__JOB__: Repeat, exactly and completely, the entries shown underneath.
--- Start SOURCE MATERIAL ---
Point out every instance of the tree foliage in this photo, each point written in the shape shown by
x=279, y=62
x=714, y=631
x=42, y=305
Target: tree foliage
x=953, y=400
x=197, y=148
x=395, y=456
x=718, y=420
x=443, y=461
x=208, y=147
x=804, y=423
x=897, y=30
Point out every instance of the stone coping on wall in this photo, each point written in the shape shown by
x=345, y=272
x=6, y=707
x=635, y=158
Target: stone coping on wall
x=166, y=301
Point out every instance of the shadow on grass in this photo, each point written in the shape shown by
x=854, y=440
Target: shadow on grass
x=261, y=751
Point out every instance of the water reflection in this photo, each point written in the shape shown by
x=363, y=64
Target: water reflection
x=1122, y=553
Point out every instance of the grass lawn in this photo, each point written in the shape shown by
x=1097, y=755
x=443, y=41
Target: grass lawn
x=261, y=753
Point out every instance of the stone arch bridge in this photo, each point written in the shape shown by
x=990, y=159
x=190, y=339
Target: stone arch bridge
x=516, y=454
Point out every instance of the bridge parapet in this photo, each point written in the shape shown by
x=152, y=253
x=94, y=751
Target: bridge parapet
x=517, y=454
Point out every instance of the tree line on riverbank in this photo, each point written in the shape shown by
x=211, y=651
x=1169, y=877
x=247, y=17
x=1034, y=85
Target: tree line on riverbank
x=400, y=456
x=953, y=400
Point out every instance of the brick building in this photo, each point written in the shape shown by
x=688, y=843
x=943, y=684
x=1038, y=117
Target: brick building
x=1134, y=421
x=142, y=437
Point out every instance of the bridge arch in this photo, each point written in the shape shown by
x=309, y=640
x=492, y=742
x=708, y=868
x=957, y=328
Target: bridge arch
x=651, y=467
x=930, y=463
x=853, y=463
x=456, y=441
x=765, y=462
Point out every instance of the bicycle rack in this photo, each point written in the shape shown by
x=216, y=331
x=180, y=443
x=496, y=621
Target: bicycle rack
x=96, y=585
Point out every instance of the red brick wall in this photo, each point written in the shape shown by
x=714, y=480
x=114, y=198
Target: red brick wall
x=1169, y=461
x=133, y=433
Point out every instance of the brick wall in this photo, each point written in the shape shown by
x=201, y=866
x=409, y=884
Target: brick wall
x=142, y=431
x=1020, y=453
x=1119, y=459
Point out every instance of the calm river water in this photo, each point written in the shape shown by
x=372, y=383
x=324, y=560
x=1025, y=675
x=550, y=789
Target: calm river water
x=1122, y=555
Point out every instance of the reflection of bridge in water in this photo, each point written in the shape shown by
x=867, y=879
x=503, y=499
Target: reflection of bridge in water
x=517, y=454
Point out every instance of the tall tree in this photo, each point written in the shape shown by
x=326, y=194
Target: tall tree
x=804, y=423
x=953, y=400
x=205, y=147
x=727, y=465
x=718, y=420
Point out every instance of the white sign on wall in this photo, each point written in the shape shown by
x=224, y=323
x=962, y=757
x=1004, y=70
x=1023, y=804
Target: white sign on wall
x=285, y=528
--- End SOURCE MATERIAL ---
__CORRECT RESULT__:
Point out every instance of the tree foliage in this photo, each point written in the shape shown by
x=279, y=62
x=714, y=631
x=42, y=305
Target: tree foliage
x=953, y=400
x=197, y=148
x=395, y=456
x=718, y=420
x=443, y=461
x=208, y=147
x=804, y=423
x=897, y=30
Point out every instance of the stone coping on wall in this photo, each point written in the shape shown by
x=345, y=272
x=6, y=707
x=635, y=158
Target: stone coping on wall
x=166, y=301
Point out every instance of the shadow on grass in this photo, each point written in the shape shown by
x=854, y=440
Target: shadow on grass
x=261, y=751
Point out every instance of the water reflection in this photo, each point written in the shape shown by
x=363, y=64
Target: water reflection
x=1122, y=553
Point out every instance of the grass lawn in this photo, each point written in the shape shown by
x=1097, y=755
x=443, y=41
Target: grass lawn
x=261, y=753
Point out every instance of the stone arch bridge in this photo, each point written in the shape shown by
x=990, y=159
x=190, y=339
Target: stone arch bridge
x=516, y=454
Point out every instance of the bridge parapet in this photo, each point written in the shape shown by
x=152, y=253
x=94, y=751
Target: bridge parapet
x=517, y=454
Point out every instance of the tree line on riverbank in this photo, each point written in the shape shown by
x=211, y=651
x=1169, y=877
x=247, y=17
x=1034, y=85
Target: tree line on riverbank
x=400, y=456
x=953, y=400
Point out every instance of the brick building in this photo, each point written in the shape shown by
x=688, y=843
x=943, y=684
x=1038, y=117
Target: brick building
x=1134, y=421
x=142, y=437
Point out every instance of the bridge arch in this photo, each point written in the shape shown by
x=309, y=640
x=492, y=742
x=708, y=868
x=957, y=328
Target: bridge arch
x=651, y=467
x=930, y=463
x=853, y=463
x=456, y=441
x=765, y=462
Point out every instance of the bicycle rack in this photo, each point written in the shape shown by
x=216, y=331
x=180, y=443
x=496, y=621
Target: bicycle rack
x=96, y=585
Point out every instance of the red brick wall in this photo, each point written in the shape shown by
x=714, y=480
x=114, y=198
Target: red brick wall
x=1169, y=461
x=133, y=433
Point out every instance of the brick wall in this photo, each point written in the shape shown by
x=201, y=866
x=409, y=884
Target: brick wall
x=142, y=431
x=1020, y=453
x=1119, y=459
Point out every instance of the calm river water in this photo, each point written in the shape shown by
x=372, y=383
x=324, y=560
x=1025, y=675
x=550, y=789
Target: calm river water
x=1122, y=555
Point out every instance of the reflection of bridge in water in this photo, each point written in the shape shown by
x=867, y=879
x=503, y=499
Target: reflection of bridge in water
x=517, y=454
Point out every instance of the tall tree in this photo, each point written in the shape shown by
x=326, y=194
Target: tall tree
x=804, y=423
x=953, y=400
x=205, y=147
x=727, y=465
x=718, y=420
Point out every instance of the white sign on wall in this photo, each point written in the shape shown by
x=224, y=323
x=962, y=757
x=1004, y=70
x=1023, y=804
Target: white sign on wall
x=285, y=528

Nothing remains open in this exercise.